Text:
══════
Corona-Impfung rückt näher

von Redaktion

VON STEFAN VETTER UND SEBASTIAN HORSCH

Berlin/München – Jens Spahn ist noch immer mit Erkältungssymptomen zu Hause. Nach seiner Corona-Infektion hat sich der Bundesgesundheitsminister gemeinsam mit seinem – ebenfalls infizierten – Ehemann in häusliche Isolation begeben. Während der CDU-Politiker also gerade seinen ganz persönlichen Kampf gegen Corona führt, sorgt eine Aussage für Aufsehen, die er bereits Anfang der Woche getätigt haben soll. In einer Videokonferenz mit den Ländern soll Spahn der „Bild“ zufolge in Aussicht gestellt haben, es könne „noch vor Ende des Jahres“ einen Corona-Impfstoff geben. Zudem soll sein Ministerium in dieser Woche die Landesregierungen per Post aufgefordert haben, bis 10. November die Adressen von insgesamt rund 60 Zentren zu nennen, an die der Impfstoff verteilt werden soll, wenn er einmal zur Verfügung steht.
══════
Datenbereich:

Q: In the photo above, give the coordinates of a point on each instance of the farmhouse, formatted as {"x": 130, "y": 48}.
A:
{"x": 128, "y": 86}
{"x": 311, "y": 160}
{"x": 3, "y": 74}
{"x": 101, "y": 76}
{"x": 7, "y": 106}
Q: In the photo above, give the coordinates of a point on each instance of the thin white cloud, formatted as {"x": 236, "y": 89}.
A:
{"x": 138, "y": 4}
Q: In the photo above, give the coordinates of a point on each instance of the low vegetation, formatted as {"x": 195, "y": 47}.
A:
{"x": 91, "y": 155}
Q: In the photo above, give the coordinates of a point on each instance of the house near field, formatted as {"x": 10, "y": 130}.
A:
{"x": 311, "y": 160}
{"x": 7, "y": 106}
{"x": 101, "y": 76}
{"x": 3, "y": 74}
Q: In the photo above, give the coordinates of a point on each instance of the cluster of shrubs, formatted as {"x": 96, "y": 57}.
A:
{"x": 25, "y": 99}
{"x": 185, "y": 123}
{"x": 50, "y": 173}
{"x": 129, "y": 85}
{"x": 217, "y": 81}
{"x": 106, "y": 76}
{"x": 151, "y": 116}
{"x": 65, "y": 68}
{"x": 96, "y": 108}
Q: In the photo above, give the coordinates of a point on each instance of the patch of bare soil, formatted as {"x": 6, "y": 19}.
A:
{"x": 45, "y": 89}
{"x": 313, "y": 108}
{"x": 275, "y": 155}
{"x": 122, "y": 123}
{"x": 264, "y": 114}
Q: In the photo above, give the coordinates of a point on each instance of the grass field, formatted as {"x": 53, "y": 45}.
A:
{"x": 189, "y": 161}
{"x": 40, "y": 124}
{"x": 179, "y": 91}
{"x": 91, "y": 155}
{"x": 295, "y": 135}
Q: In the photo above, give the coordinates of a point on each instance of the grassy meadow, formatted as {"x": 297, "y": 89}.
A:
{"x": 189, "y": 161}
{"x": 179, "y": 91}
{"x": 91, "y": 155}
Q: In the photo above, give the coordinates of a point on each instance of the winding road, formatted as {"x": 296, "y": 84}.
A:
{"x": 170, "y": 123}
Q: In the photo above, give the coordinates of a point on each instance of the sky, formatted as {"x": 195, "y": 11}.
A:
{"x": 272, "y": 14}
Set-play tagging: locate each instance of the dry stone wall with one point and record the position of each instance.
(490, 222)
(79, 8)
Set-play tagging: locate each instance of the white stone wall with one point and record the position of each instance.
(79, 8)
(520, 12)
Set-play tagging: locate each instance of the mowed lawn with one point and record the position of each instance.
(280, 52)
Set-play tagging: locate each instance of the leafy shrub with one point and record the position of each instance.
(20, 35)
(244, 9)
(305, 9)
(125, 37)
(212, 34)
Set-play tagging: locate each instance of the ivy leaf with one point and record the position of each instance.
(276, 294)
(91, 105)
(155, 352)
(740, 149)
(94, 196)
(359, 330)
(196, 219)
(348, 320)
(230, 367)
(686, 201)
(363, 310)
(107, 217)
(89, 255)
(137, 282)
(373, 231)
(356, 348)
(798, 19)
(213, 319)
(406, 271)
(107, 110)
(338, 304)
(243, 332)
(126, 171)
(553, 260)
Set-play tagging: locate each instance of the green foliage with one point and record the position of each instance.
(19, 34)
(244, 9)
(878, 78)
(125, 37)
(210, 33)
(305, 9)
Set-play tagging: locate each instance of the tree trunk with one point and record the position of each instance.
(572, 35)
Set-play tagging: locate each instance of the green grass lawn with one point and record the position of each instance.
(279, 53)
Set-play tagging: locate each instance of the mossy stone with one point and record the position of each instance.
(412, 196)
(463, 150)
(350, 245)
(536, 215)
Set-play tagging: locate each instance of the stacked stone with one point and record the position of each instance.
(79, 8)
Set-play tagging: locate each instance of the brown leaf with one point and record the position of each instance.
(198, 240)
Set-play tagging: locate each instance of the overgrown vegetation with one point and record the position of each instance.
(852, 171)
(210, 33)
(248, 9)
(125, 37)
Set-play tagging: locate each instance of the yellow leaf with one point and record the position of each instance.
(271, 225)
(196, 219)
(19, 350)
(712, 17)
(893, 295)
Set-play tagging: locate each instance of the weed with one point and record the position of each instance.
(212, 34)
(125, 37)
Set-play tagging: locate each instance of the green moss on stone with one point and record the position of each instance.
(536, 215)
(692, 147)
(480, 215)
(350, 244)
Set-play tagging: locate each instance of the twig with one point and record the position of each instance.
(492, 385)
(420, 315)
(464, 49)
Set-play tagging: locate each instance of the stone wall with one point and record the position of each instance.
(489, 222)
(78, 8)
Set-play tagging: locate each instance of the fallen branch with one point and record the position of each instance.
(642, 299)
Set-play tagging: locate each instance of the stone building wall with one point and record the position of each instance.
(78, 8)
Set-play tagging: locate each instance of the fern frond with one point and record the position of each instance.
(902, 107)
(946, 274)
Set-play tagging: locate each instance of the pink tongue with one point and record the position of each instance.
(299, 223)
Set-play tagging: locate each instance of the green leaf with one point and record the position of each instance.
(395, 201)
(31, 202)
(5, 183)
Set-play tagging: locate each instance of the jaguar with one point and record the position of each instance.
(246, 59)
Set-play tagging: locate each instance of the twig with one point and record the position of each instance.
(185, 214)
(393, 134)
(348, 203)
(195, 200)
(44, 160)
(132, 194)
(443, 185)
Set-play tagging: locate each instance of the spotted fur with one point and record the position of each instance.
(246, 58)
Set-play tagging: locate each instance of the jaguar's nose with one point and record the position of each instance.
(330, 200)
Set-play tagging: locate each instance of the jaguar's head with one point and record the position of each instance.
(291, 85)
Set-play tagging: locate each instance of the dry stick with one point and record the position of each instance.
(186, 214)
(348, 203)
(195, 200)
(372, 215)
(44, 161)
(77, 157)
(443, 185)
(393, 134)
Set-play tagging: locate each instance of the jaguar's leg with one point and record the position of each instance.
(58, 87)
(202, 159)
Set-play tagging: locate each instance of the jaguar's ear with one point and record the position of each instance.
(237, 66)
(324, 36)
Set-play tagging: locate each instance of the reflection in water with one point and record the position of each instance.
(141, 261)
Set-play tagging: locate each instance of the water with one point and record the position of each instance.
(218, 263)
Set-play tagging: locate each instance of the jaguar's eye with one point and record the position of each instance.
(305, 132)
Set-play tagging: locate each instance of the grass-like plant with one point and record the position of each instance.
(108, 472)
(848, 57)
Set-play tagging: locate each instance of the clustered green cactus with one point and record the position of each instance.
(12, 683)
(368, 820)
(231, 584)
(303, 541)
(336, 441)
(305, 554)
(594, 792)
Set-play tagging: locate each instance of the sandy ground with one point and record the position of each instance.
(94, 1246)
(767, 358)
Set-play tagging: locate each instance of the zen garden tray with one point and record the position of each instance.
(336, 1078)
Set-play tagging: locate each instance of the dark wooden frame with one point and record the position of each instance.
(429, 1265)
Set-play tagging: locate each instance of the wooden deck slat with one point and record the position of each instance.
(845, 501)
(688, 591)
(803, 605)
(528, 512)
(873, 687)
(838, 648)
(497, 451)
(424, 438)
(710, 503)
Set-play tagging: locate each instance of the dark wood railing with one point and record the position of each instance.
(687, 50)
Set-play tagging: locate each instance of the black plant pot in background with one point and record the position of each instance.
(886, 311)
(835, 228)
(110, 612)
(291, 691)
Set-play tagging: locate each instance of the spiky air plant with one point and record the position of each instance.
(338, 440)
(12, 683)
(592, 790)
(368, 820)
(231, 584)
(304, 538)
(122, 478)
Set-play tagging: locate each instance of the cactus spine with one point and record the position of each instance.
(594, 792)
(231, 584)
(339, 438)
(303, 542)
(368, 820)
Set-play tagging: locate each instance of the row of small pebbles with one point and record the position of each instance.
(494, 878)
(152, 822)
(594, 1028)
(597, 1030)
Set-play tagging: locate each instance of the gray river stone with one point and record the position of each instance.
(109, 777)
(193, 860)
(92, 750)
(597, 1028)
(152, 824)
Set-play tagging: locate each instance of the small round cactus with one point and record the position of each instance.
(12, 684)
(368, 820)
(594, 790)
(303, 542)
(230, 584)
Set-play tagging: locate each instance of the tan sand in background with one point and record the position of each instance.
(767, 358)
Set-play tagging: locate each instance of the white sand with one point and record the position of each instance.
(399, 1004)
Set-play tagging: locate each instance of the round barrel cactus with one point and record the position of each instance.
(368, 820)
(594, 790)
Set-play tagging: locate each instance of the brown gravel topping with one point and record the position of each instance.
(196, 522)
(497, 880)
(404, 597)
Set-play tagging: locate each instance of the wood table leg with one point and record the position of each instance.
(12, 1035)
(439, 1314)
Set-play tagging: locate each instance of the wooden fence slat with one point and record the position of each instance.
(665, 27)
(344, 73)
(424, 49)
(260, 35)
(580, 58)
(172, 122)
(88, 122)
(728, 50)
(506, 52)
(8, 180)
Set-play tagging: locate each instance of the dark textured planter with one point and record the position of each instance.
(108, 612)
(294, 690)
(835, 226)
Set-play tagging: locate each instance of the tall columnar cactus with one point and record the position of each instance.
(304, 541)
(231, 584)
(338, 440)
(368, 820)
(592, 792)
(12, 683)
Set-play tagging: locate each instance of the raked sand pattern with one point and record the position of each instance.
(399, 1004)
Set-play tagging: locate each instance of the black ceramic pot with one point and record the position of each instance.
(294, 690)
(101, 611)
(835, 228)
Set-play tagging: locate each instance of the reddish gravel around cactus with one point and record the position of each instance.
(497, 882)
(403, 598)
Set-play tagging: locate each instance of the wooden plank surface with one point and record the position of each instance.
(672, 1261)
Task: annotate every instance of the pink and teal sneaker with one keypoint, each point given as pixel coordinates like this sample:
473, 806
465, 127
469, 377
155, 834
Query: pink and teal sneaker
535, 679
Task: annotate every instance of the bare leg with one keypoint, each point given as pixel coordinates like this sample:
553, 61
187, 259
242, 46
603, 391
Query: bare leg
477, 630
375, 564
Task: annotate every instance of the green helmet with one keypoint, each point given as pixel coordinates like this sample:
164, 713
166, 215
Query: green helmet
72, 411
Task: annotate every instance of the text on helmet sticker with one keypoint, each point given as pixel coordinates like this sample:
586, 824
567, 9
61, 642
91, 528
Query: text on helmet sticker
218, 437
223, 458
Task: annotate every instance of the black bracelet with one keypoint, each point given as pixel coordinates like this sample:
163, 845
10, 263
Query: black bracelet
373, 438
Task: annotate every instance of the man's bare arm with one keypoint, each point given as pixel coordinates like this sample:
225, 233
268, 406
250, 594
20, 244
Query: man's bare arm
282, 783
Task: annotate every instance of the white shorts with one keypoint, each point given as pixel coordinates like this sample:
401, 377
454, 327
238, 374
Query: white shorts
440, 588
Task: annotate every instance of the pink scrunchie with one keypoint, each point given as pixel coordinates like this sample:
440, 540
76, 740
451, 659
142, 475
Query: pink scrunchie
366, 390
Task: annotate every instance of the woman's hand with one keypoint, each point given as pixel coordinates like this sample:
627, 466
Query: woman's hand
══════
Erforderliche Maßnahme:
Führen Sie den Artikel über die näher rückende Corona-Impfung im Anschluss an seinen letzten Satz fort. Die Zeilen oben stammen aus einer anderen Quelle als der Text.

Ergebnis der Aufgabe:
Ganz so viel Optimismus wollte Spahns Haus am Freitag aber nicht bestätigen. Man gehe weiter davon aus, dass ein Impfstoff frühestens zu Beginn des kommenden Jahres verfügbar sei – und dann zunächst auch nicht für jeden. Derzeit werde deshalb ein Priorisierungskonzept erarbeitet. Richtig sei zudem, dass zur Zeit Abstimmungen zwischen Bund und Ländern über die Verteilung eines möglichen Impfstoffs stattfinden. Doch auch Rückschläge sind möglich.

Weltweit wird mit Hochdruck an der Entwicklung von Corona-Impfstoffen gearbeitet. Nach Angaben der Weltgesundheitsorganisation WHO forschen Experten aktuell an fast 200 verschiedenen Vakzinen. Wie der „Spiegel“ berichtet, durchlaufen 48 davon bereits klinische Studien, elf in der Schlussphase. Ganz vorn mit dabei ist das Mainzer Unternehmen Biontech, das mit dem US-amerikanischen Pharmariesen Pfizer kooperiert und von der Bundesregierung mit Fördergeldern im dreistelligen Millionenbereich unterstützt wird. Derzeit wird ein Impfstoff dort schon in der sogenannten Phase-Drei-Studie getestet, der letzten und entscheidenden Phase für eine Zulassung. Die europäische Arzneimittelagentur EMA prüft bereits seit Anfang Oktober die Daten zu dem Mittel, also noch während der laufenden Studien.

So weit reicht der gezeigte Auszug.